▶ Aim
Reproduce word for word the lines of the material below, starting at the line that contains "the dry grass" and stopping after the line that contains "column 94, row 623". Leave any picture out of your copy.

▶ Provided records
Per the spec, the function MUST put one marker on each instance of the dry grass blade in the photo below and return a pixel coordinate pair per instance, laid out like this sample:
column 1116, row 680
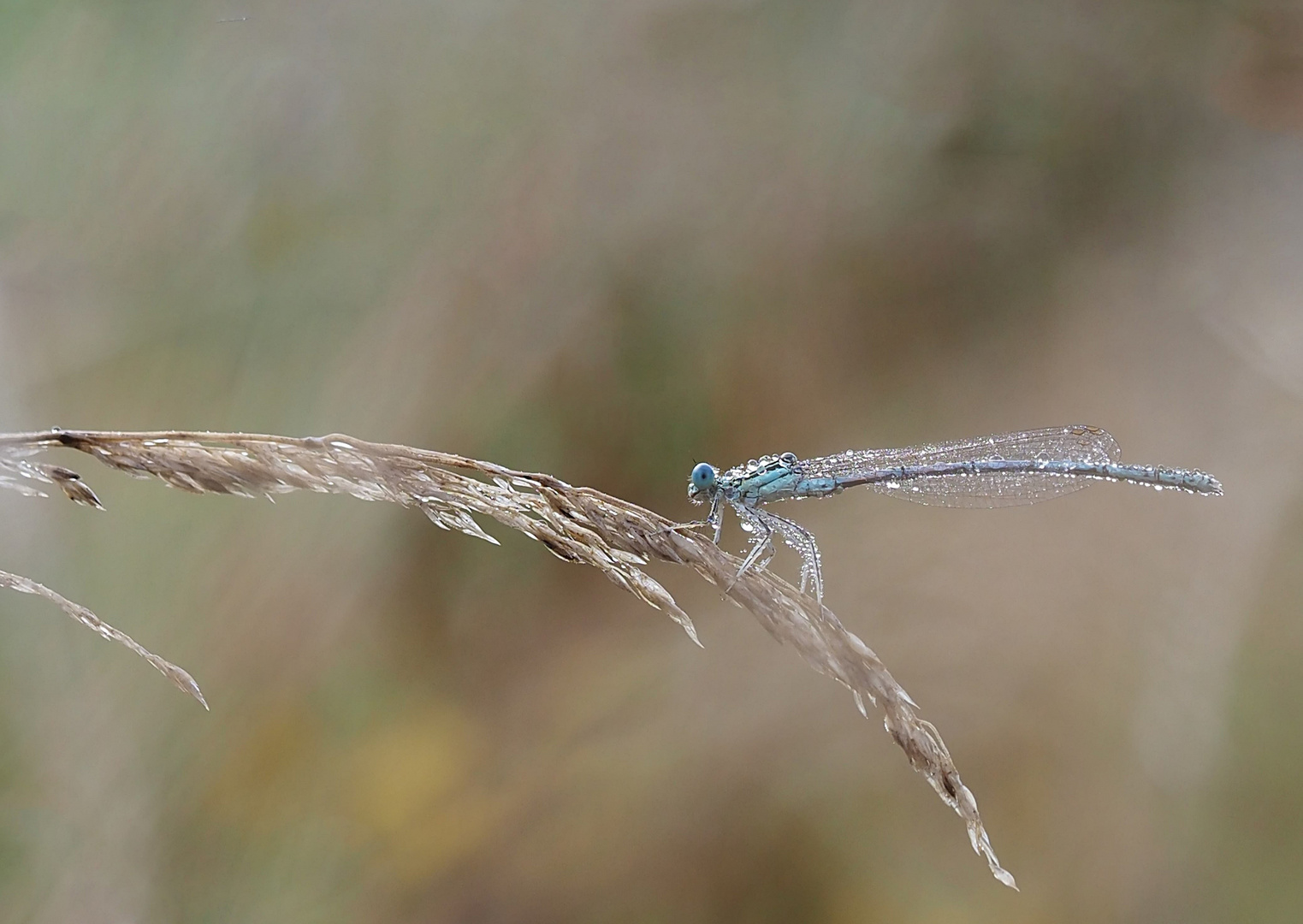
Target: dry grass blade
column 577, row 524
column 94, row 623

--

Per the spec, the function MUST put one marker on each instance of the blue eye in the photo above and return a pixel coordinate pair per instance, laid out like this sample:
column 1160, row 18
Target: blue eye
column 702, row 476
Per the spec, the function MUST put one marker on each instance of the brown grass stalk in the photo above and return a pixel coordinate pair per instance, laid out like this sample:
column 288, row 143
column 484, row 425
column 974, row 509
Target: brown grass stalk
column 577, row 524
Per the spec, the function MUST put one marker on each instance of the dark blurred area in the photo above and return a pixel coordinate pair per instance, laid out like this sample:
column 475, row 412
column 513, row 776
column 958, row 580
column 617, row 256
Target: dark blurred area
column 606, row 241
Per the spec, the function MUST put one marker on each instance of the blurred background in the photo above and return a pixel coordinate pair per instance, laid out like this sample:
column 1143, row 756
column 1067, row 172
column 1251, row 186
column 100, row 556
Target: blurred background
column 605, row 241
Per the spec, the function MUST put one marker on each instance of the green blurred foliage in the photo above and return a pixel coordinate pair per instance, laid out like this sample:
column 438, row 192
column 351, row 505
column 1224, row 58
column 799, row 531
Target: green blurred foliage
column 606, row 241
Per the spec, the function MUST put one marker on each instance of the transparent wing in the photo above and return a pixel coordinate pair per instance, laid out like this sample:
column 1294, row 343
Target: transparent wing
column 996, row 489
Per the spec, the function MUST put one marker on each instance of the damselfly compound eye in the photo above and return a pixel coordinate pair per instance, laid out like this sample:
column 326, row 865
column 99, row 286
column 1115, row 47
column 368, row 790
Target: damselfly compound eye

▶ Answer to this problem
Per the spec, the function MUST put one marker on each instance of the dry grass blade in the photo below and return a pixel coordinate pair per instance, laid out like this sample:
column 1116, row 680
Target: dry grass blade
column 577, row 524
column 94, row 623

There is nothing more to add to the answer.